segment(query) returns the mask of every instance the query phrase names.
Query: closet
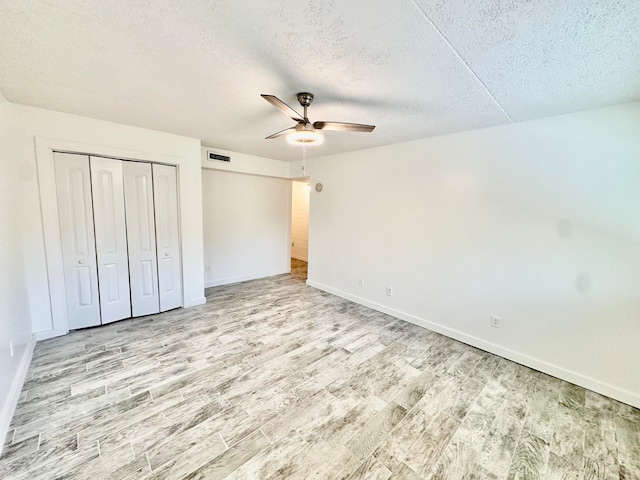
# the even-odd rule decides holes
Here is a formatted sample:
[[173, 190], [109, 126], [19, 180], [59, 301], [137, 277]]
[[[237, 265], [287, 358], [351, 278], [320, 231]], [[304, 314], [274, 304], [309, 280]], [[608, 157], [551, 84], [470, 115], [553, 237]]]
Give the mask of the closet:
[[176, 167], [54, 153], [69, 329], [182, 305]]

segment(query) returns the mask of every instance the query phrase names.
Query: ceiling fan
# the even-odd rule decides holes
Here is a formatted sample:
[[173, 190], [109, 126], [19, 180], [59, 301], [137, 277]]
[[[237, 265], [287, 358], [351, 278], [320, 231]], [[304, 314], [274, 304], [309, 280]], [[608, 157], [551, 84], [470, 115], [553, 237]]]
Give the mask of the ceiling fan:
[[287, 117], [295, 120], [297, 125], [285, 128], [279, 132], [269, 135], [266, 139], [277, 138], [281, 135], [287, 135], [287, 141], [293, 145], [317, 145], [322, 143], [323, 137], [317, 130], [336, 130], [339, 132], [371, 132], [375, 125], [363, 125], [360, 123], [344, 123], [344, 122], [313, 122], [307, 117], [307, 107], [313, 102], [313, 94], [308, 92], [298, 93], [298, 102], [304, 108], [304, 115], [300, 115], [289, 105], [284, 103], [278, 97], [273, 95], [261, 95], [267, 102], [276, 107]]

---

• **To be done**
Can you convert every line of the records above into a JSON list of strings, one string per line, with blank lines skipped and the pictures left out?

• **Answer to this exercise**
[
  "segment(query) returns the mask of every instance the query phrase names.",
  "Query: closet",
  "# the even-odd rule decides holes",
  "Here is a formatted sample:",
  "[[173, 190], [109, 126], [19, 180], [59, 301], [137, 277]]",
  "[[[237, 265], [287, 358], [351, 278], [320, 231]], [[304, 314], [274, 304], [309, 280]], [[608, 157], [551, 84], [470, 115], [553, 237]]]",
  "Give the mask of the closet:",
  "[[176, 167], [54, 153], [69, 329], [182, 305]]",
  "segment(query) returns the mask of every instance the query phrase names.",
  "Query: ceiling fan",
  "# the even-odd rule decides holes",
  "Here is a formatted sample:",
  "[[173, 190], [109, 126], [19, 180], [59, 301], [137, 277]]",
  "[[[237, 265], [287, 358], [351, 278], [320, 231]], [[304, 314], [274, 304], [309, 280]], [[608, 157], [551, 84], [470, 115], [553, 237]]]",
  "Give the mask of the ceiling fan:",
  "[[287, 117], [295, 120], [297, 125], [285, 128], [279, 132], [269, 135], [266, 139], [277, 138], [281, 135], [287, 135], [287, 141], [293, 145], [317, 145], [322, 143], [323, 137], [317, 130], [336, 130], [339, 132], [371, 132], [375, 125], [363, 125], [360, 123], [344, 123], [344, 122], [313, 122], [307, 117], [307, 107], [313, 102], [313, 94], [308, 92], [298, 93], [298, 102], [304, 108], [304, 115], [300, 115], [289, 105], [284, 103], [278, 97], [273, 95], [261, 95], [267, 102], [276, 107]]"
]